Dieux grecs
Le festival liégeois Pays de Danses a l’excellente idée de mettre la Grèce à l’honneur. En accueillant, entre autres, deux chorégraphes phares de la nouvelle génération, Christos Papadopoulos et Euripides Laskaridis, au sein d’une programmation foisonnante.
Mars 2018, à Sofia. Dans la capitale bulgare, Aerowaves, réseau européen qui promeut la danse contemporaine émergente, organise son festival de découvertes destiné aux professionnels, Spring Forward. Lors du repas de clôture, un nom circule de table en table, salué pour son audace et la virtuosité minimaliste mais bluffante de ses interprètes: le chorégraphe Christos Papadopoulos. Une révélation. Il est Grec. Forger un langage artistique innovant dans un contexte difficile, au sein d’un pays empêtré à partir de 2008 dans une désastreuse crise de la dette publique qui a paralysé de nombreux champs de la création, était-ce une mission impossible?
« Rien n’est impossible », réplique-t-il lorsque nous le rencontrons, en septembre dernier, après la première de Larsen C, au Théâtre Jean Vilar de Vitry-sur-Seine, aux portes de Paris. Le spectacle sera présenté en ouverture du prochain festival Pays de Danses, à Liège, consacré, cette année, à la Grèce. « J’ai créé Elvedon, mon premier spectacle en tant que chorégraphe, en plein coeur de la crise. J’ai décidé de le faire sans attendre d’argent de personne. Mais ça n’a été possible que parce que j’ai pu collaborer avec ces danseurs. On se connaissait, je n’avais pas les moyens de les payer et ils ont accepté de consacrer une partie de leur temps libre à ce projet. »
A partir de maintenant et pour toujours, nous sommes une famille. Artistiquement, nous allons nous entraider.
Conçu en 2015 et présenté pour la première fois en Belgique l’été dernier, au festival des Brigittines à Bruxelles, Elvedon constitue la matrice de la danse de Christos Papadopoulos. Sans décor autre qu’un fond noir, six danseurs portés par une foi absolue dans le collectif évoluent ensemble, mais quasiment sans se regarder, fixant le public avec opiniâtreté. Comme les ondes sur la mer (la pièce s’inspire du roman Les Vagues, de Virginia Woolf), ils vont et viennent, se croisent sans que la trajectoire de l’un ne perturbe celle de l’autre. C’est le résultat d’un travail immense, exigeant une précision et une synchronisation sans faille. Tels des étourneaux en vol (le thème sera creusé plus tard dans Ion), ils semblent coordonnés de l’intérieur, connectés en un seul esprit.

→ **CONSIGNES**
(1) Dans l'article sur le festival Pays de Danses, de quel roman s'inspire la pièce Elvedon ?
(2) Indiquez si chacune des affirmations suivantes concorde avec l'article, en citant les mots qui le montrent : (a) Elvedon a été conçu en 2015. (b) Christos Papadopoulos a payé les danseurs d'Elvedon. (c) Le premier spectacle de Christos Papadopoulos en tant que chorégraphe est Larsen C.
Le matériel qui suit est indépendant de l'article.

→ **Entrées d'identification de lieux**
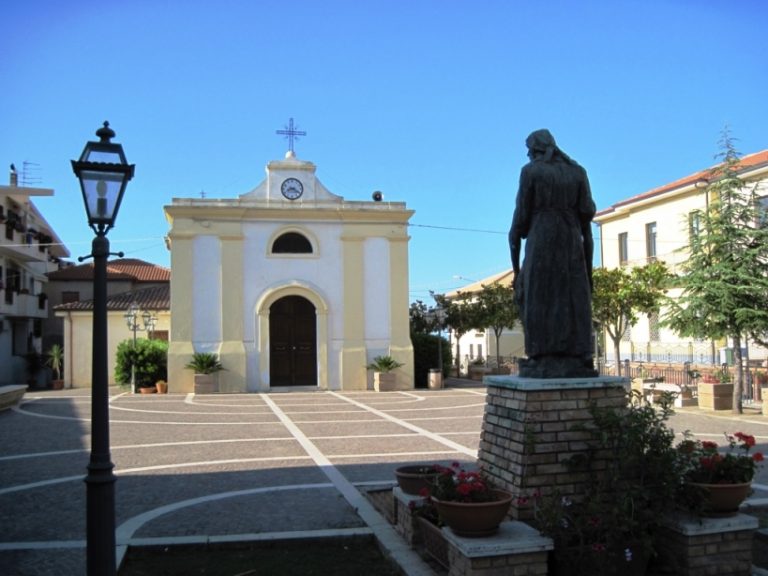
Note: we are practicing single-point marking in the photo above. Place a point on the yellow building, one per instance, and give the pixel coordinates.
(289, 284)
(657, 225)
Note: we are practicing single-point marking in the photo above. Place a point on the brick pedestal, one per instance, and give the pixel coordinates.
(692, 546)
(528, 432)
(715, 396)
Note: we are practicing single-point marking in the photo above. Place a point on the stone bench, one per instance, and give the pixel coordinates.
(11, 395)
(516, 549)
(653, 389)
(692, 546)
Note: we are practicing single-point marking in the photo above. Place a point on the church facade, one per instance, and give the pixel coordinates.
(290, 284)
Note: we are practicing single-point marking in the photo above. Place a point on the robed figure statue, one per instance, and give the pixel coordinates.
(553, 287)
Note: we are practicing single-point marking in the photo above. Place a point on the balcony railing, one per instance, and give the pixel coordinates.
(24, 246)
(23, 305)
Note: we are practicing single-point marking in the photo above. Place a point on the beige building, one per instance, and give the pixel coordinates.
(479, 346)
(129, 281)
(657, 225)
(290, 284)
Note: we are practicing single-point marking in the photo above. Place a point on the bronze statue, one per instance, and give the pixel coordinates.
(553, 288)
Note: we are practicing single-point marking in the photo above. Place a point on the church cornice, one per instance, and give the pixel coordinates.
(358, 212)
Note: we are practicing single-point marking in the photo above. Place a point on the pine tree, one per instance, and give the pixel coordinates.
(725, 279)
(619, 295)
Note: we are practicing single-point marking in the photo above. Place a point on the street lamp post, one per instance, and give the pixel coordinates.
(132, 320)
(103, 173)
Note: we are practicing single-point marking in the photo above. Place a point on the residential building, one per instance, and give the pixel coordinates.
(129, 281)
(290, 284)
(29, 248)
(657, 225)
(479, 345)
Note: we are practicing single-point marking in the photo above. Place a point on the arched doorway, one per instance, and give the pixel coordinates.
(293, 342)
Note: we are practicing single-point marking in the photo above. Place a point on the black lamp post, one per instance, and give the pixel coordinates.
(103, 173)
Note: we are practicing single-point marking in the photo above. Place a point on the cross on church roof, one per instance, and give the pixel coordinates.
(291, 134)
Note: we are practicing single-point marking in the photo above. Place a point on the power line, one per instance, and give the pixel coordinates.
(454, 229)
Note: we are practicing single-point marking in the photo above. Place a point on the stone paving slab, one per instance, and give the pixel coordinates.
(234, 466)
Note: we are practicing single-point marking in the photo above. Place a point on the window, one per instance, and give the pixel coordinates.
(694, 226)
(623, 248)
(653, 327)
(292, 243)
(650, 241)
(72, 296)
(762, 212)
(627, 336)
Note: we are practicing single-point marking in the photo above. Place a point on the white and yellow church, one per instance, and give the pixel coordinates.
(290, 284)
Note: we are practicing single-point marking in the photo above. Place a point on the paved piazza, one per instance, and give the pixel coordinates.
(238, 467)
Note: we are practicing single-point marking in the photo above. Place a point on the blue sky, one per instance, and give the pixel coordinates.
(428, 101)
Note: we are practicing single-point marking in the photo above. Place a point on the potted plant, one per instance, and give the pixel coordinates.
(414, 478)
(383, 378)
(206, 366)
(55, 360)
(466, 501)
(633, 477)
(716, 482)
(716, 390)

→ **RÉPONSES CI-DESSOUS**
(1) Du roman Les Vagues, de Virginia Woolf.

(2)
(a) Oui : « Conçu en 2015 ».
(b) Non : « je n’avais pas les moyens de les payer ».
(c) Non : « J’ai créé Elvedon, mon premier spectacle en tant que chorégraphe ».